[Saved entries]
● ● ● ● ●

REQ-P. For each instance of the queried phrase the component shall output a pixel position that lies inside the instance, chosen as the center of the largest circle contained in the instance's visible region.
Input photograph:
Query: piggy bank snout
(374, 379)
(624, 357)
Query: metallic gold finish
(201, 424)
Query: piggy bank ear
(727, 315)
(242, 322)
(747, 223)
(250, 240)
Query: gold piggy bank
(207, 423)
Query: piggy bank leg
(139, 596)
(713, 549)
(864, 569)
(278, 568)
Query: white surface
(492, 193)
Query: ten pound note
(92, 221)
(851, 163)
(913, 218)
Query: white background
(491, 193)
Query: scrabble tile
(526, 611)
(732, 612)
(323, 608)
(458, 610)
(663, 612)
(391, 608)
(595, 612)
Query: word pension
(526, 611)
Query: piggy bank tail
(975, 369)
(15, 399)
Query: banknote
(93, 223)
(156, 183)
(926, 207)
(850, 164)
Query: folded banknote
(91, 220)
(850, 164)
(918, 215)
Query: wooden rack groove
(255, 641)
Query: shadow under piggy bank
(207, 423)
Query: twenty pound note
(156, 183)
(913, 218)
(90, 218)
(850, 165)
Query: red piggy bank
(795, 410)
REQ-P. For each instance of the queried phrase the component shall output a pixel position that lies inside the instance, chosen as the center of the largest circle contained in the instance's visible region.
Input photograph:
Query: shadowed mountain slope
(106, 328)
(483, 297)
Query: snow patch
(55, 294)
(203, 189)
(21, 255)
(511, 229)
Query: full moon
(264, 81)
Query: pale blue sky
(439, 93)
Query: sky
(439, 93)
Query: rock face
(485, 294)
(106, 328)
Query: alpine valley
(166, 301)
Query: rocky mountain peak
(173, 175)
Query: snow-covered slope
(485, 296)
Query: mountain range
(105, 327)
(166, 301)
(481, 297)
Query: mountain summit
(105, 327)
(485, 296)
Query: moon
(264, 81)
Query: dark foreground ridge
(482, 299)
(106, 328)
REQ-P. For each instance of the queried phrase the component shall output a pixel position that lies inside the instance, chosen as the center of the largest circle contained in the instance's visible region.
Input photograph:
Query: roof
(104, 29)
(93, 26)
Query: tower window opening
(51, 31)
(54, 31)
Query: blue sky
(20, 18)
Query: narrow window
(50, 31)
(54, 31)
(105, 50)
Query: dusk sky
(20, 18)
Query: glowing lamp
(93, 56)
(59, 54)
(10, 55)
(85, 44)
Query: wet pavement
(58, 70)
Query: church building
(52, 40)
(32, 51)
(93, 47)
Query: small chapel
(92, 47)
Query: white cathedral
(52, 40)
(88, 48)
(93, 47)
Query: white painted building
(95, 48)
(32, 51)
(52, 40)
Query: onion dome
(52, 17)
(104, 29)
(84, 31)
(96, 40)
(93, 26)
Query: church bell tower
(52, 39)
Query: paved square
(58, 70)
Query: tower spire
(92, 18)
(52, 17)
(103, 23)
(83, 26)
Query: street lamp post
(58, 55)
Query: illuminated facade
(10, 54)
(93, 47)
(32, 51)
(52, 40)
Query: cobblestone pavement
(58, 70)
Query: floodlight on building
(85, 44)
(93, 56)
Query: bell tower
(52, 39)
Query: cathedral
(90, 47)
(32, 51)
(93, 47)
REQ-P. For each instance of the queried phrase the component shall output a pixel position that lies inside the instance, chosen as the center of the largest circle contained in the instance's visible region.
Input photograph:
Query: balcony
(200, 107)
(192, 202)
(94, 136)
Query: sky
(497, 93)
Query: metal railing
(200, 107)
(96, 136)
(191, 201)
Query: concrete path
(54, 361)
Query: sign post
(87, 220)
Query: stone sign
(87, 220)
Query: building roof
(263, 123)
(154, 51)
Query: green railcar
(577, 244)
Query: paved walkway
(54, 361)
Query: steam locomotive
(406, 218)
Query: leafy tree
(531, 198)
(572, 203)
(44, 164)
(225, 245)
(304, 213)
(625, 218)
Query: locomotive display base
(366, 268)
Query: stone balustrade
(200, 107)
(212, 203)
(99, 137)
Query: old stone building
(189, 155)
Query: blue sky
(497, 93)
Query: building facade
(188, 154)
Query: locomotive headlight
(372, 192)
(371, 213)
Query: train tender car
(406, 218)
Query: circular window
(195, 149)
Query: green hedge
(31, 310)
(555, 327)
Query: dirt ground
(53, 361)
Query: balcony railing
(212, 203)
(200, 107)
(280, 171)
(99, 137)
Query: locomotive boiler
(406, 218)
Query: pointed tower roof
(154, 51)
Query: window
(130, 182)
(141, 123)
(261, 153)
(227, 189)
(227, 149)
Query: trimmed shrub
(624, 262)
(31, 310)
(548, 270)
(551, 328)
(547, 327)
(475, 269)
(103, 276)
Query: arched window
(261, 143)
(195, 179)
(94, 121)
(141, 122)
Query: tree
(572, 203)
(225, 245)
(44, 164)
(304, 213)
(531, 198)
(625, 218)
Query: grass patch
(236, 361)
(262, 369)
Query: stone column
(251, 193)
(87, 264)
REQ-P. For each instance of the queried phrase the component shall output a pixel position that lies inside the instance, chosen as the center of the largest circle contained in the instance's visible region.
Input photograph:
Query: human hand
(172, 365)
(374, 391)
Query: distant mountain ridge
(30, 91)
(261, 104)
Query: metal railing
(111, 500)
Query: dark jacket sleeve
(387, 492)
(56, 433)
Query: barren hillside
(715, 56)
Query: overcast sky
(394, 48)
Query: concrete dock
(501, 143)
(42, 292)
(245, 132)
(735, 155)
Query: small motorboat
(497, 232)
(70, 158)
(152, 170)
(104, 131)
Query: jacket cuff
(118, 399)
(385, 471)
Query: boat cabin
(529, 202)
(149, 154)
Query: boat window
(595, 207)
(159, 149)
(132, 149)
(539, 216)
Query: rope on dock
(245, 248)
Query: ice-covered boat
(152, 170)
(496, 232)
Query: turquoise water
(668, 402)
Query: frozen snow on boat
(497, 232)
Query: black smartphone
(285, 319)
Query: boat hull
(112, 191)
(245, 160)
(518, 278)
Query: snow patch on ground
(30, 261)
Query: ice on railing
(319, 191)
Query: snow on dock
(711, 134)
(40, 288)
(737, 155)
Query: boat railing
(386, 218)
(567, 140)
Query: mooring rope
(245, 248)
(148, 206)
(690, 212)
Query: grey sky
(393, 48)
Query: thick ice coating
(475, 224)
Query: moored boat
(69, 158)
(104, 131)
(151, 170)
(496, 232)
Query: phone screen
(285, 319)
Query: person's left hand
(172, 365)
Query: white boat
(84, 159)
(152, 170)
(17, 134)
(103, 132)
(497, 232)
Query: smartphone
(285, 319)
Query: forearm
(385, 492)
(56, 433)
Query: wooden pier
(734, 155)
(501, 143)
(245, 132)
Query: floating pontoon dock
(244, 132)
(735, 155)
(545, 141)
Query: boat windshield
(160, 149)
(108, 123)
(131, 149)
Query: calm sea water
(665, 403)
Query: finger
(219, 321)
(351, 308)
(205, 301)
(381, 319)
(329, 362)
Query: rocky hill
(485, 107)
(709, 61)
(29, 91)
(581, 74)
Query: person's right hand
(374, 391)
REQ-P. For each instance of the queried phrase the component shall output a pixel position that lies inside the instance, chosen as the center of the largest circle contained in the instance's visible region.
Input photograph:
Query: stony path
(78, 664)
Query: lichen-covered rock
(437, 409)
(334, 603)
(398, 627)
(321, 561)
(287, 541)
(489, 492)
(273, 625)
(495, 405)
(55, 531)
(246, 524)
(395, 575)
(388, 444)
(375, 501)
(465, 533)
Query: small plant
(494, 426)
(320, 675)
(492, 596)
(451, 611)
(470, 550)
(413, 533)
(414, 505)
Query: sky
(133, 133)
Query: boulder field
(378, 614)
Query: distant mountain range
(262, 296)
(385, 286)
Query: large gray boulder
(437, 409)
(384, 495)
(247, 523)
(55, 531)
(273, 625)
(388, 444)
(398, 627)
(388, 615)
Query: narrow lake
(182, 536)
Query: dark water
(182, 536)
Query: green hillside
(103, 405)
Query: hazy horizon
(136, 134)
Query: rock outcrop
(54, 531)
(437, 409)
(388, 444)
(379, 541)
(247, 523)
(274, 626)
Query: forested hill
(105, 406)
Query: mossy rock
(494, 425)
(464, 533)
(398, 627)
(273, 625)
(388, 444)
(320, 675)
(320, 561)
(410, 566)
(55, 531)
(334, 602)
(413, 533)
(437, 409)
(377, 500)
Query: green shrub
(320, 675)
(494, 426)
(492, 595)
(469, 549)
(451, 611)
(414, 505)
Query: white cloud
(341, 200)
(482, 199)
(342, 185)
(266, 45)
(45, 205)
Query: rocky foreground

● ● ● ● ●

> **What is expected**: Lines from the one containing "Query: hazy horizon" through the last line of the records, restated word for word: that is the whole response.

> **Expected output**:
Query: hazy horizon
(136, 134)
Query: rock outcrop
(54, 531)
(437, 409)
(388, 444)
(379, 541)
(247, 523)
(274, 626)
Query: forested hill
(105, 406)
Query: mossy rock
(494, 425)
(464, 533)
(398, 627)
(273, 625)
(388, 444)
(320, 675)
(320, 561)
(410, 566)
(55, 531)
(334, 602)
(413, 533)
(437, 409)
(377, 500)
Query: green shrub
(320, 675)
(494, 426)
(492, 595)
(469, 549)
(451, 611)
(414, 505)
Query: white cloud
(341, 200)
(482, 199)
(342, 185)
(266, 45)
(45, 205)
Query: rocky foreground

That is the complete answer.